WHAT YOU SHOULD DO.
Answer these questions using the device description:
(a) What may the unlocking element 9 be expediently designed as?
(b) What component on the slide 7 can switch the LED light source 6 on and off?
(c) How is the appendage 12 that receives the LED light source 6 described?

ARTICLE.

FIG. 2 is a schematic view of such a LED light source 6 arranged on a slide 7 which is detachably receivable in an associated frame 8 of the housing 4, such frame 8, in its internal area, being open towards the internal area of the housing 4, so that the said internal area can be supplied with the UV light of the LED light source 6. The slide 7 is insertable in the frame 8 and can be pulled out thereof. FIG. 1 shows the slide 7 inserted in the associated frame 8, in FIG. 2 it is pulled out. The slide 7, in inserted position, is detachably attached in the frame 8 by means of a suitable snap-on device. In order to release the snap-on connection, the slide 7 may be provided with an unlocking element 9, as is indicated in FIG. 2, which may be expediently designed as a manually actuatable unlocking button. For the formation of the snap-on device, provision may be made for snap-on elements in mutual engagement in the region of the slide 7 and the frame 8. In the example illustrated, the unlocking element 9, for this purpose, is provided with latching teeth 10 overlapping associated counter element in snap-on position.
In order to obtain a high degree of functional safety, the slide 7 may be equipped with a push button 22, indicated in FIG. 2, which can switch on and switch off the LED light source 6. The push button is arranged in such a manner that it can be actuated to switch on the LED light source 6 by an associated element provided in the region of the socket 8 only when the slide 7 is entirely inserted in the socket 8 which likewise increases functional safety. To further increase functional safety, provision may also be made for an operating display device 23, for example formed by a control lamp, indicated in FIG. 2, and in this example, associated with the slide 7. Such control lamp may advantageously be arranged in a manner that it can be seen by the wearer of the respiratory protection mask.
The slide 7 possesses, as is clearly illustrated in FIG. 2, a bulge provided in the rear in insert direction, associated with the unlocking element 9, from which protrudes a flat, longish, latch shaped appendage 12 on which the LED light source 6 is received. The housing-side frame 8 associated with the slide 7 as mentioned earlier is open towards the housing 4. Correspondingly, the LED light source 6 is arranged on the slide 7 in such a manner that, when the slide 7 is inserted in the frame 8, it is located in a region of the frame 8 which is open towards the internal area of the housing 4, and thus can irradiate the internal area of the housing 4 in order to disinfect the air passing through.

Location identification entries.
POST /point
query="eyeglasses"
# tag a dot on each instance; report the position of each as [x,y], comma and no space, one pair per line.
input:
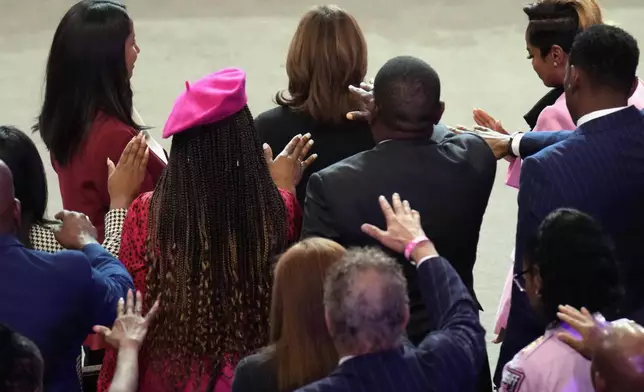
[519,280]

ANSWER FOR THIS EXERCISE.
(a) A manually actuatable unlocking button.
(b) A push button 22.
(c) It is flat, longish and latch shaped.